# Selected text:
══════════

Is Mold Harming Your Brain? What to Do Next

Do you suffer from unexplained cognitive symptoms and suspect that mold might be a cause? To prevent overwhelm and quickly devise a course of action, follow these steps.

1. Create a Timeline

Create a timeline that includes all the buildings you’ve worked and lived in, charted together with the appearance of your cognitive symptoms. Did any of the buildings harbor visible mold, sustain water damage, or smell musty or moldy to you? Do your symptoms line up with the time you spent in these buildings? If yes, then mold exposure may indeed be contributing to your cognitive or mental health difficulties.

2. Find a Clinician Who Is Familiar with Mold Illness

Many physicians (even Functional Medicine practitioners) are still unaware of mold illness, so you’ll need to find a practitioner who is “mold-literate” and can assess you for mold and mycotoxin exposure. I recommend checking out the International Society for Environmentally Acquired Illness website to find a qualified practitioner.

══════════

# Exercise aim:
Which website does the mold article recommend for finding a qualified practitioner?

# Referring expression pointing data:
══════════

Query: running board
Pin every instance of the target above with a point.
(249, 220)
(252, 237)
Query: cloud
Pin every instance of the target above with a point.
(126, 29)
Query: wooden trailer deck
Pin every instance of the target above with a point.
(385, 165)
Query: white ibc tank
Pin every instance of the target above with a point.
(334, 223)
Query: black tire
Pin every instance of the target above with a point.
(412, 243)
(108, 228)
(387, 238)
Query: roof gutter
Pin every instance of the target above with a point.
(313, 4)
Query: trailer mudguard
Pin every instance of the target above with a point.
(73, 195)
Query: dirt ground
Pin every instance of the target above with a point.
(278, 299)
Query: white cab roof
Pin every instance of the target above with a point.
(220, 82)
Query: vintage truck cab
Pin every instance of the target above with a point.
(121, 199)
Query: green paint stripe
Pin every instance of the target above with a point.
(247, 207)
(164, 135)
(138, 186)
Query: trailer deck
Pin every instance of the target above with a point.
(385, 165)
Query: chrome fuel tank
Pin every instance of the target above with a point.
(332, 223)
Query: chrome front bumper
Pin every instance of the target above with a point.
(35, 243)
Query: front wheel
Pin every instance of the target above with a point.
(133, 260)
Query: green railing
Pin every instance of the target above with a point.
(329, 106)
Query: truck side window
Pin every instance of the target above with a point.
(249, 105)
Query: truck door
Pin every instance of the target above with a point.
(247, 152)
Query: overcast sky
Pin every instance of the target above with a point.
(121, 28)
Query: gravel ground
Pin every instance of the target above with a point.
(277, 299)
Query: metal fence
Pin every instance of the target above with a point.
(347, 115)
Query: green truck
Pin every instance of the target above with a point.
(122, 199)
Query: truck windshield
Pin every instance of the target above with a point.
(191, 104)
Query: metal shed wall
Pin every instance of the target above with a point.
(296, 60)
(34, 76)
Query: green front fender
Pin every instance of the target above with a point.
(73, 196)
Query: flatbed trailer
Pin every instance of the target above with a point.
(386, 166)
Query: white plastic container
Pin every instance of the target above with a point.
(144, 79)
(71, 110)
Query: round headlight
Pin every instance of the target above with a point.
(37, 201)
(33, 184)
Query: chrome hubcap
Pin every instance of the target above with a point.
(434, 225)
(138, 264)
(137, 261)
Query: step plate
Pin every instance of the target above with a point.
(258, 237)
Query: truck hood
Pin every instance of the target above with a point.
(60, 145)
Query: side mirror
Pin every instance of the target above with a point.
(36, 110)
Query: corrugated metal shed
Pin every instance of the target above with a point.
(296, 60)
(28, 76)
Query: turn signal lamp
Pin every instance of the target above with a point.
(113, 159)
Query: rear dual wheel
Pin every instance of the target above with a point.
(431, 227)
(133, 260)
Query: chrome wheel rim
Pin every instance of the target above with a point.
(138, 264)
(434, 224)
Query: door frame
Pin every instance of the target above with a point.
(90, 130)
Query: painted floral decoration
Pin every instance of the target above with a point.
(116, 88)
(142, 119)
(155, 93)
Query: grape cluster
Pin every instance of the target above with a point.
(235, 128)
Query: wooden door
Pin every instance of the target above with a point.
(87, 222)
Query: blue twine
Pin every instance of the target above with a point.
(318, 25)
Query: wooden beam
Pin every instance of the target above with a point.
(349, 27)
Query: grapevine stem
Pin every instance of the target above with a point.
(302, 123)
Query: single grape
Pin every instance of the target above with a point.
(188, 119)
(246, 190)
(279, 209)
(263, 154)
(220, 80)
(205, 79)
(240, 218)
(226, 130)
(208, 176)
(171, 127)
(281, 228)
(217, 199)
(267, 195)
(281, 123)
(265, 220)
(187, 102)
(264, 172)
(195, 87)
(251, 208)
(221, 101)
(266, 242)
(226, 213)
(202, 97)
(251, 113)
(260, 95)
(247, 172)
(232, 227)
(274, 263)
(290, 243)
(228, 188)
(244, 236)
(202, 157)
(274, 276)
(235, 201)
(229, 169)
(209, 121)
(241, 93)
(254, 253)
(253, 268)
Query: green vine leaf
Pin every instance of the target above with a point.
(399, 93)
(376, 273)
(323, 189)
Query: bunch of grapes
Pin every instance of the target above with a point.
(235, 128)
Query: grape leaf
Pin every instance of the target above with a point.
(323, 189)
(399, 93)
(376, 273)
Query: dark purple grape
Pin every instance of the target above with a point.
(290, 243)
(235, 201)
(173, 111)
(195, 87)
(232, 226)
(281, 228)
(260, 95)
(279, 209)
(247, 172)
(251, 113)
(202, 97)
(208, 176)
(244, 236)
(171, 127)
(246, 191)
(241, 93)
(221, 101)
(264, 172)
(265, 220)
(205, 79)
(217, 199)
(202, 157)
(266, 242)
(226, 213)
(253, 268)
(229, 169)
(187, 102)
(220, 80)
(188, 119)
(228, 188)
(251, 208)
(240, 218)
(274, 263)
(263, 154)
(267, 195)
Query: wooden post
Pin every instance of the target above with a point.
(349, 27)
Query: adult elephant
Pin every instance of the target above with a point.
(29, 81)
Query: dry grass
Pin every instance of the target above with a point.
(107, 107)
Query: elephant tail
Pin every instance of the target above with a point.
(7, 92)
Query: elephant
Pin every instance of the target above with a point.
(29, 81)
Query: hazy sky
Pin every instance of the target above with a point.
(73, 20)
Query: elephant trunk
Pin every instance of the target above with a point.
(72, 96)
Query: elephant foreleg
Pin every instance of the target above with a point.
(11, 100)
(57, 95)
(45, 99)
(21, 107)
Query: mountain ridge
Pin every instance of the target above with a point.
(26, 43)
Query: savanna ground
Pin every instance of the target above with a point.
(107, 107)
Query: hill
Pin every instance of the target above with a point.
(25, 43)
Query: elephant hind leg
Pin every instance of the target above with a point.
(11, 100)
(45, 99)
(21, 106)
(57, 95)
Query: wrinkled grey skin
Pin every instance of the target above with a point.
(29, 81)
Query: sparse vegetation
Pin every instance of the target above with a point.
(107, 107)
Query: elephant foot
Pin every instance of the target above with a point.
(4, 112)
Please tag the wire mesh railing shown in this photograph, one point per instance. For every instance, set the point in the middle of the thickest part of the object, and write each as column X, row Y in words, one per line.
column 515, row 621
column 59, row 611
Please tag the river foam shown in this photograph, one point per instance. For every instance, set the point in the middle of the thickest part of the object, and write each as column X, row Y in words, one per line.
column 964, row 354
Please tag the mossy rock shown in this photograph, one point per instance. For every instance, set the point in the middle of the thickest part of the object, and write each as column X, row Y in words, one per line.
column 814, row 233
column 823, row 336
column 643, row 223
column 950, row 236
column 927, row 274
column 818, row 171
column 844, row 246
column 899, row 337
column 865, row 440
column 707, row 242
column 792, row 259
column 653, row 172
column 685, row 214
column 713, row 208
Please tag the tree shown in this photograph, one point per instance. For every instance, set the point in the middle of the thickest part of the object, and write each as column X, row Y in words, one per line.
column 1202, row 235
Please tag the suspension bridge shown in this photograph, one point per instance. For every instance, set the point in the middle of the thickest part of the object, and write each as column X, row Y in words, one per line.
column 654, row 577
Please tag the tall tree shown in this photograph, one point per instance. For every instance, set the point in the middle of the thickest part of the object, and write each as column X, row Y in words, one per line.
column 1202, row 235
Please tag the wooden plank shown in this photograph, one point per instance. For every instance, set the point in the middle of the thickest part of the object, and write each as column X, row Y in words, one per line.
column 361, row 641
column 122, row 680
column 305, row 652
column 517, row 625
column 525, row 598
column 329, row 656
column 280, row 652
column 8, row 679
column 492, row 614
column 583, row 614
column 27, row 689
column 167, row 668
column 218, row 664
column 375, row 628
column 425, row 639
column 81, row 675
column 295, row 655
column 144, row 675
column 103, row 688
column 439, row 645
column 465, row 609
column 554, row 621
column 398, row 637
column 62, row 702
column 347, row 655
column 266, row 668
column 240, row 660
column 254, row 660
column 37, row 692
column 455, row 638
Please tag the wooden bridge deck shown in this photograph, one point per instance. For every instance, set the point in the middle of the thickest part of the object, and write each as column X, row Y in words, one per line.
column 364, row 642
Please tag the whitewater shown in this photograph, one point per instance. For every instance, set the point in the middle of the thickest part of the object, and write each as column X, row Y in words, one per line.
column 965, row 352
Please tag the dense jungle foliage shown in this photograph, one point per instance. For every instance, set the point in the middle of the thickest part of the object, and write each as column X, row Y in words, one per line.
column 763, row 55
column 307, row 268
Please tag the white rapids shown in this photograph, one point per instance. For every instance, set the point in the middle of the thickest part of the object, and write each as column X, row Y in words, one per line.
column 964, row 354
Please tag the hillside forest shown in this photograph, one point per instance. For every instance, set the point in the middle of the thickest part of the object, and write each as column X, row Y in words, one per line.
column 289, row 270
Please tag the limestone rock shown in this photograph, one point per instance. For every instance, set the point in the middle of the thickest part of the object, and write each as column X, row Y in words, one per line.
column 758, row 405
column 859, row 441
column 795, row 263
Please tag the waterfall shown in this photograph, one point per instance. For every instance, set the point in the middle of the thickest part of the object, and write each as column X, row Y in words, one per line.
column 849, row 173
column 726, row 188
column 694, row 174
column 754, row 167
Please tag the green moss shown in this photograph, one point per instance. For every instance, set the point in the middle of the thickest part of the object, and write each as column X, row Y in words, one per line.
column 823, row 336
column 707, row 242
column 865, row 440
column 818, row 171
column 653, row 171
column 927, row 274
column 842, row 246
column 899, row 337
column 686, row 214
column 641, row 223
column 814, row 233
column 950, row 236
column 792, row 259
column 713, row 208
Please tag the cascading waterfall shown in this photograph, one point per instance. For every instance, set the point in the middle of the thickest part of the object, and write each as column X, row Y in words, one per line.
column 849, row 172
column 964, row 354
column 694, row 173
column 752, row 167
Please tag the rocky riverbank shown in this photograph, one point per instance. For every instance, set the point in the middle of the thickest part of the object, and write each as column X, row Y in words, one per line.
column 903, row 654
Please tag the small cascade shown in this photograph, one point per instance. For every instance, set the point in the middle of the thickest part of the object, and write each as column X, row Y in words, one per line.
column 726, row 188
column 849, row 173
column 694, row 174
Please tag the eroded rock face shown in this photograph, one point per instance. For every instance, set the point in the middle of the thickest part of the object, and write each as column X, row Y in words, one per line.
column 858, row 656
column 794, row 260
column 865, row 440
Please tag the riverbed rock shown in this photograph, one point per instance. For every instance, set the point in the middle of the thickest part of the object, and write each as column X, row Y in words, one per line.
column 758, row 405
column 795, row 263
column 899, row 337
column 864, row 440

══════════

# Answer space:
The International Society for Environmentally Acquired Illness website.